- **Prompt**
Report how many lines of the items contain the word "summit", counting only matches with the same capitalization. Give the number alone.

Entries from a dataset:
====
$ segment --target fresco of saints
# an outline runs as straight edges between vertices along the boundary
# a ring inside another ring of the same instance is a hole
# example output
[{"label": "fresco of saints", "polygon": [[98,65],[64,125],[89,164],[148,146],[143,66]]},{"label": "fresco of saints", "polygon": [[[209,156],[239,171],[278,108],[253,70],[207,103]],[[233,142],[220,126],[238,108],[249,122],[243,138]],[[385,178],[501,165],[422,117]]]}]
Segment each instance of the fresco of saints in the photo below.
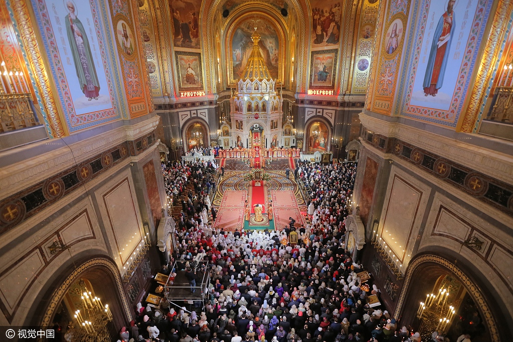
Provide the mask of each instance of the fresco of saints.
[{"label": "fresco of saints", "polygon": [[196,73],[191,68],[191,64],[187,64],[187,68],[185,70],[185,82],[188,84],[196,84]]},{"label": "fresco of saints", "polygon": [[425,96],[436,96],[438,89],[442,88],[443,84],[444,74],[449,61],[449,51],[456,27],[452,10],[455,2],[455,0],[449,0],[447,10],[440,17],[435,30],[423,84]]},{"label": "fresco of saints", "polygon": [[129,56],[131,56],[133,54],[133,45],[132,44],[132,39],[128,36],[127,26],[125,25],[124,23],[122,23],[121,27],[123,29],[123,36],[121,42],[123,47],[123,51],[125,51],[125,53]]},{"label": "fresco of saints", "polygon": [[66,7],[69,13],[65,17],[66,30],[80,88],[88,100],[93,98],[97,100],[100,95],[100,82],[86,30],[75,14],[74,4],[68,1]]},{"label": "fresco of saints", "polygon": [[319,70],[319,71],[317,72],[317,81],[319,82],[326,82],[328,79],[328,75],[329,74],[329,72],[328,72],[328,67],[326,66],[324,58],[319,63],[317,69]]},{"label": "fresco of saints", "polygon": [[394,23],[392,27],[392,33],[388,38],[388,43],[386,46],[386,53],[390,55],[397,49],[399,45],[399,36],[397,34],[397,23]]}]

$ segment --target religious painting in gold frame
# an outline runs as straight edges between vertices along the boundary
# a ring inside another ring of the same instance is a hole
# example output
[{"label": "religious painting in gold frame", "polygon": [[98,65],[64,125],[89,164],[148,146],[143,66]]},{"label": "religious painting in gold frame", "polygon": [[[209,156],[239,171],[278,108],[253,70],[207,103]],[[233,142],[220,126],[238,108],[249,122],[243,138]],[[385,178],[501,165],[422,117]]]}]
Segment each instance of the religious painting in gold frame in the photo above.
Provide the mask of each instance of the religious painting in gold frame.
[{"label": "religious painting in gold frame", "polygon": [[203,90],[201,54],[185,51],[175,51],[174,54],[180,91]]},{"label": "religious painting in gold frame", "polygon": [[289,239],[290,240],[291,244],[297,245],[298,244],[298,232],[290,232],[290,234],[289,234]]},{"label": "religious painting in gold frame", "polygon": [[163,285],[165,285],[167,283],[168,279],[169,279],[169,276],[162,273],[157,273],[157,275],[155,276],[155,280],[156,282]]}]

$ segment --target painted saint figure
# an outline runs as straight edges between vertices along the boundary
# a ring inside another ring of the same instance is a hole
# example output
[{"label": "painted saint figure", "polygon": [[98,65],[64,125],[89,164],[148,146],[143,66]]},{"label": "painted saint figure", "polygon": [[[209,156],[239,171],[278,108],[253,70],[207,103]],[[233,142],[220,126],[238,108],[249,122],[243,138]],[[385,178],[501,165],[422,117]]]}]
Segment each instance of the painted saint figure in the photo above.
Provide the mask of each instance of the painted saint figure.
[{"label": "painted saint figure", "polygon": [[124,23],[121,23],[121,27],[123,30],[123,36],[122,38],[122,45],[123,47],[123,51],[125,53],[129,56],[133,54],[133,45],[132,44],[132,39],[128,36],[128,33],[127,32],[127,26]]},{"label": "painted saint figure", "polygon": [[100,82],[86,30],[75,14],[73,2],[67,2],[66,6],[69,13],[65,17],[66,30],[80,88],[88,100],[97,100],[100,95]]},{"label": "painted saint figure", "polygon": [[456,27],[452,10],[456,0],[449,0],[447,10],[440,17],[433,36],[429,58],[424,78],[424,95],[436,96],[444,82],[445,68],[449,61],[451,43]]},{"label": "painted saint figure", "polygon": [[319,72],[317,73],[317,81],[319,82],[325,82],[328,79],[328,75],[329,72],[328,71],[328,67],[324,61],[319,64],[318,67]]},{"label": "painted saint figure", "polygon": [[191,64],[187,64],[187,68],[185,70],[185,82],[188,84],[196,84],[196,73],[191,68]]},{"label": "painted saint figure", "polygon": [[392,54],[399,45],[399,36],[397,34],[397,23],[394,23],[392,27],[392,32],[388,38],[388,43],[386,46],[386,53]]}]

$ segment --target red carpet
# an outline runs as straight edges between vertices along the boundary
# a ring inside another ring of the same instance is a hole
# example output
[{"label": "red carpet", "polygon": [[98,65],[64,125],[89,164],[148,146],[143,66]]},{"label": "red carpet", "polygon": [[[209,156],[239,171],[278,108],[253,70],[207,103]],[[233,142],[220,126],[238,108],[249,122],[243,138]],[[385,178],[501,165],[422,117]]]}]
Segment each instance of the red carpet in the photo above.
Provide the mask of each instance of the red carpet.
[{"label": "red carpet", "polygon": [[294,162],[294,157],[289,158],[289,163],[290,163],[290,170],[295,170],[295,162]]},{"label": "red carpet", "polygon": [[[265,203],[265,190],[264,190],[264,185],[261,185],[259,187],[255,187],[253,185],[254,184],[254,180],[251,182],[251,213],[254,214],[254,205],[257,203],[259,204],[263,204],[264,206],[266,207]],[[262,211],[262,213],[267,212],[267,208],[264,208],[264,210]]]}]

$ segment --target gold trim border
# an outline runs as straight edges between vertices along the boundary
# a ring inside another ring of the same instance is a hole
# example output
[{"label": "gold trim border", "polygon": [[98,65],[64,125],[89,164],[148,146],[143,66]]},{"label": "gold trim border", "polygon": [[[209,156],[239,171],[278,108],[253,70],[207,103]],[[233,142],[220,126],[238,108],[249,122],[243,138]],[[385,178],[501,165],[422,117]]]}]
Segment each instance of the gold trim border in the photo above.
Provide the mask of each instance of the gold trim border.
[{"label": "gold trim border", "polygon": [[128,317],[128,321],[132,320],[132,313],[128,302],[127,301],[126,296],[125,294],[125,290],[123,289],[123,283],[121,281],[121,277],[120,276],[120,272],[117,267],[114,263],[106,258],[98,257],[89,260],[84,264],[78,266],[75,269],[71,274],[70,274],[65,280],[63,283],[59,288],[52,294],[50,304],[47,307],[43,316],[43,320],[41,323],[42,327],[49,327],[52,317],[55,309],[59,304],[64,298],[66,293],[67,292],[69,287],[85,272],[88,269],[94,266],[104,266],[106,267],[112,272],[114,275],[114,281],[117,287],[117,290],[121,298],[122,304],[125,309],[125,313]]},{"label": "gold trim border", "polygon": [[404,304],[404,299],[408,292],[408,285],[411,281],[412,275],[417,268],[423,264],[427,263],[437,264],[445,268],[450,271],[458,278],[465,288],[468,293],[470,293],[472,298],[476,302],[477,306],[481,308],[483,313],[483,318],[486,321],[488,329],[490,331],[490,336],[491,339],[495,342],[500,342],[501,336],[499,334],[497,329],[497,321],[494,316],[493,313],[490,310],[488,303],[484,299],[484,296],[481,293],[479,289],[476,286],[463,272],[458,268],[455,264],[444,258],[433,254],[426,254],[421,255],[410,263],[408,267],[408,271],[406,272],[404,279],[404,283],[403,284],[403,289],[401,291],[399,296],[399,300],[397,302],[397,306],[396,307],[396,312],[394,314],[394,317],[396,319],[399,319],[401,315],[401,310]]},{"label": "gold trim border", "polygon": [[[513,10],[512,7],[513,1],[511,0],[500,0],[497,5],[495,17],[492,22],[486,39],[486,45],[478,69],[467,110],[460,124],[461,132],[472,133],[473,131],[478,113],[484,99],[486,85],[489,83],[493,73],[493,66],[497,64],[498,59],[501,57],[498,55],[502,42],[501,38],[504,36],[506,31],[510,14]],[[458,126],[456,131],[459,131]]]},{"label": "gold trim border", "polygon": [[57,105],[53,98],[50,80],[41,55],[41,49],[35,36],[34,27],[30,21],[29,10],[24,0],[13,0],[12,5],[20,36],[30,63],[30,71],[39,88],[41,100],[46,110],[46,116],[50,129],[53,137],[64,136],[66,135],[66,132],[63,127]]}]

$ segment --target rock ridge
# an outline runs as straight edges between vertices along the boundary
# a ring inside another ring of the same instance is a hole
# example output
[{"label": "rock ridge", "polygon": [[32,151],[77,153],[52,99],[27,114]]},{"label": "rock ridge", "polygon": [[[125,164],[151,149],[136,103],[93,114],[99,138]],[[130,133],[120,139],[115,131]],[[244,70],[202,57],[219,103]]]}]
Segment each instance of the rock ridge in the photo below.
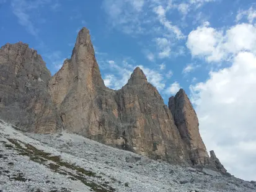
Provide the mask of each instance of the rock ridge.
[{"label": "rock ridge", "polygon": [[153,159],[225,172],[214,152],[209,157],[185,91],[166,106],[139,67],[121,89],[107,88],[85,27],[71,58],[53,76],[37,52],[22,42],[1,47],[0,72],[0,118],[24,131],[64,129]]}]

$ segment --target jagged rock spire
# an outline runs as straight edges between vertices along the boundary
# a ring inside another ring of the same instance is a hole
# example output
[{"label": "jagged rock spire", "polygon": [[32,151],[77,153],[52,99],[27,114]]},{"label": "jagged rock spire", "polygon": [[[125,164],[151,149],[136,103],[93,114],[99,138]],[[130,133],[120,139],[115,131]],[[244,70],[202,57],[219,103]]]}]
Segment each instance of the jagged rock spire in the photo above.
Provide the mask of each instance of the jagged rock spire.
[{"label": "jagged rock spire", "polygon": [[71,60],[75,75],[74,81],[79,79],[89,84],[90,89],[99,86],[105,87],[95,58],[90,32],[86,27],[83,27],[78,33]]},{"label": "jagged rock spire", "polygon": [[137,67],[133,71],[133,72],[131,75],[128,84],[128,85],[142,85],[144,84],[147,84],[148,80],[143,71],[139,68]]},{"label": "jagged rock spire", "polygon": [[184,90],[180,89],[169,98],[169,108],[187,149],[193,165],[204,164],[209,158],[206,149],[199,133],[196,114]]}]

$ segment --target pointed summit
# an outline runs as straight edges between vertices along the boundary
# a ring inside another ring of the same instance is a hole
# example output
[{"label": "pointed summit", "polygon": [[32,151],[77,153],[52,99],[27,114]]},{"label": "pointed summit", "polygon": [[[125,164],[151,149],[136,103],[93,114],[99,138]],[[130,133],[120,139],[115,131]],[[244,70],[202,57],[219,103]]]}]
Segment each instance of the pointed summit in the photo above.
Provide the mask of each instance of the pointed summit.
[{"label": "pointed summit", "polygon": [[143,71],[137,67],[133,71],[133,72],[131,75],[128,84],[128,85],[141,85],[148,83],[147,77]]},{"label": "pointed summit", "polygon": [[94,55],[94,50],[90,40],[90,32],[86,27],[83,27],[78,32],[74,50],[77,51],[81,45],[82,45],[82,46],[86,46],[87,48],[87,52]]},{"label": "pointed summit", "polygon": [[184,90],[180,89],[174,97],[171,97],[168,104],[175,124],[190,152],[192,165],[205,164],[209,156],[199,133],[196,113]]},{"label": "pointed summit", "polygon": [[79,79],[91,89],[98,86],[105,87],[95,57],[90,32],[86,27],[83,27],[78,33],[70,64],[74,70],[74,81]]}]

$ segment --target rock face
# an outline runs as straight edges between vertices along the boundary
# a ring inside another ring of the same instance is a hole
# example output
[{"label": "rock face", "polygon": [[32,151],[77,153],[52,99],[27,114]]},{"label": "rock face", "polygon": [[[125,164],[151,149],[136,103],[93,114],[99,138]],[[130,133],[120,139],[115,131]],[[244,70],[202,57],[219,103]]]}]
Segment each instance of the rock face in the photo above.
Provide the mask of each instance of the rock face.
[{"label": "rock face", "polygon": [[182,89],[168,108],[139,68],[121,89],[105,86],[86,28],[53,77],[36,51],[22,43],[1,48],[0,72],[0,118],[24,130],[64,129],[154,159],[224,168],[209,157]]},{"label": "rock face", "polygon": [[169,98],[169,107],[174,117],[176,124],[192,165],[205,165],[209,155],[199,133],[199,123],[196,114],[189,98],[181,89],[175,97]]},{"label": "rock face", "polygon": [[25,131],[60,126],[48,92],[50,71],[37,51],[19,42],[0,49],[0,117]]}]

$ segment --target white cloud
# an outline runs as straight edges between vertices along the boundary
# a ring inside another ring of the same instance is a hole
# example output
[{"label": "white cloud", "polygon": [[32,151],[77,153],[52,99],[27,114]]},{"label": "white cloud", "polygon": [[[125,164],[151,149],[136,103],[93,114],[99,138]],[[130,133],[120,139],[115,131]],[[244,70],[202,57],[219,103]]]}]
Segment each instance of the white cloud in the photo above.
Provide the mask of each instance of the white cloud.
[{"label": "white cloud", "polygon": [[113,60],[109,60],[108,62],[108,63],[110,64],[115,64],[115,61],[113,61]]},{"label": "white cloud", "polygon": [[187,15],[189,11],[189,4],[187,3],[181,3],[178,5],[178,10],[183,15]]},{"label": "white cloud", "polygon": [[167,79],[170,79],[170,77],[172,77],[172,75],[174,74],[173,72],[170,70],[168,71],[168,72],[166,74],[166,77]]},{"label": "white cloud", "polygon": [[[130,64],[131,63],[131,64]],[[108,73],[104,76],[104,81],[108,87],[118,90],[125,85],[130,78],[133,70],[139,66],[144,72],[148,78],[148,81],[155,86],[159,91],[164,90],[165,87],[164,76],[159,71],[151,69],[142,65],[134,64],[135,61],[131,59],[123,59],[121,62],[107,61],[108,68],[110,69]]]},{"label": "white cloud", "polygon": [[198,27],[188,35],[187,46],[193,56],[205,57],[209,61],[229,60],[239,51],[256,52],[256,27],[237,24],[226,33],[208,26]]},{"label": "white cloud", "polygon": [[[239,52],[231,67],[191,86],[203,141],[231,174],[256,180],[256,56]],[[239,166],[237,166],[239,165]]]},{"label": "white cloud", "polygon": [[164,70],[166,69],[166,65],[164,63],[159,64],[160,70]]},{"label": "white cloud", "polygon": [[190,0],[190,3],[191,4],[195,4],[196,7],[199,7],[206,2],[211,2],[214,1],[216,1],[216,0]]},{"label": "white cloud", "polygon": [[144,2],[144,0],[133,0],[131,1],[133,7],[139,12],[141,11]]},{"label": "white cloud", "polygon": [[247,19],[249,23],[252,24],[254,19],[256,19],[256,10],[254,9],[252,6],[250,7],[248,10],[239,10],[238,11],[237,15],[236,15],[236,21],[238,22],[244,16],[247,16]]},{"label": "white cloud", "polygon": [[143,53],[146,55],[146,58],[150,61],[154,61],[154,55],[152,52],[149,51],[149,50],[144,50]]},{"label": "white cloud", "polygon": [[182,73],[183,74],[187,74],[192,71],[193,71],[195,69],[195,67],[193,66],[192,64],[187,64],[184,69],[183,69]]},{"label": "white cloud", "polygon": [[146,22],[142,12],[143,0],[104,0],[102,7],[108,17],[109,24],[128,34],[142,33]]},{"label": "white cloud", "polygon": [[[50,2],[51,4],[49,4]],[[38,14],[38,8],[46,4],[50,5],[52,10],[56,10],[57,4],[51,0],[35,0],[33,3],[26,0],[12,0],[11,8],[13,14],[17,17],[19,23],[25,27],[31,35],[37,36],[38,30],[35,27],[35,24],[38,22],[38,20],[34,22],[35,19],[31,15],[32,12],[36,11]],[[58,4],[58,7],[60,7]],[[40,19],[43,20],[42,18]]]},{"label": "white cloud", "polygon": [[182,73],[184,74],[187,74],[188,73],[194,71],[196,68],[198,68],[200,65],[195,65],[193,64],[188,64],[182,71]]},{"label": "white cloud", "polygon": [[180,88],[180,84],[177,82],[175,82],[164,90],[164,94],[166,95],[175,95]]},{"label": "white cloud", "polygon": [[154,12],[158,15],[160,23],[170,32],[174,33],[177,39],[184,38],[185,36],[180,29],[177,26],[172,25],[172,22],[167,19],[166,11],[162,6],[158,6],[154,8]]},{"label": "white cloud", "polygon": [[104,81],[105,85],[107,87],[112,86],[117,80],[114,75],[106,75],[104,77],[103,81]]},{"label": "white cloud", "polygon": [[156,38],[155,40],[157,50],[160,51],[158,56],[162,59],[169,58],[170,55],[170,41],[166,38]]}]

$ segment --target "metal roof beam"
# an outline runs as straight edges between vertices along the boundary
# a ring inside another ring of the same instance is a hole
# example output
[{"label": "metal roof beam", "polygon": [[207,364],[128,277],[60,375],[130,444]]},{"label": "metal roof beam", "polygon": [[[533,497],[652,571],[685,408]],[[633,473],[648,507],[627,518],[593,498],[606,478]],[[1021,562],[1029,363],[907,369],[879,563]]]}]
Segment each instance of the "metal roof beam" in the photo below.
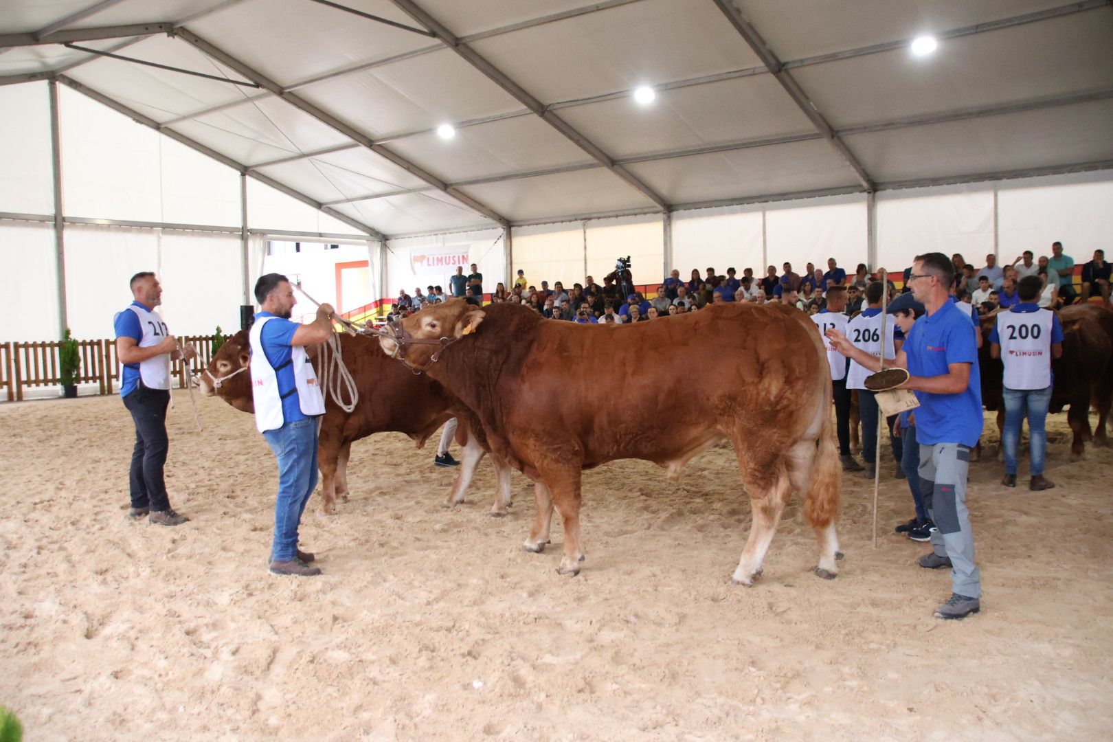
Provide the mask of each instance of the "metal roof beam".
====
- **Exercise response**
5